## Dataset

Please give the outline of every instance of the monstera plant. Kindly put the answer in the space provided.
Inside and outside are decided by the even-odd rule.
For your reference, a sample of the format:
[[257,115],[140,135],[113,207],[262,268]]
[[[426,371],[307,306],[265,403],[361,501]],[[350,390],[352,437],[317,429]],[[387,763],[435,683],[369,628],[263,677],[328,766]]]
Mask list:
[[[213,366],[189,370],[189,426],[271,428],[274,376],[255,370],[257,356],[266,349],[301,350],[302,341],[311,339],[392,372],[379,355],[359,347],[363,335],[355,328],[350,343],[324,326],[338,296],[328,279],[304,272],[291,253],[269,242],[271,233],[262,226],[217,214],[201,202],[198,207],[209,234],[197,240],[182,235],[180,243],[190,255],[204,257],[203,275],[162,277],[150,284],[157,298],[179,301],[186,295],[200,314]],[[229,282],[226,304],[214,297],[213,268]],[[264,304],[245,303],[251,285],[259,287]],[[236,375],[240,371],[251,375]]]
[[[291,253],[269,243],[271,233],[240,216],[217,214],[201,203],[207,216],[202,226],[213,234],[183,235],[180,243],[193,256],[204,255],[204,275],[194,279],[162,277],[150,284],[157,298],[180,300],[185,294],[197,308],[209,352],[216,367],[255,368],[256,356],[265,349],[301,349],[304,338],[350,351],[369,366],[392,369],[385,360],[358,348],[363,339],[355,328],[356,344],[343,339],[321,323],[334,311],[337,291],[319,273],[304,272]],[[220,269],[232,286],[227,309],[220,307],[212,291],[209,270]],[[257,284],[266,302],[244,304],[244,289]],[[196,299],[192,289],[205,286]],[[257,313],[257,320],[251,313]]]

## Exercise goal
List every line of the material above that contains the string "even", matching case exactly.

## Finished answer
Inside and outside are decided by the even-odd rule.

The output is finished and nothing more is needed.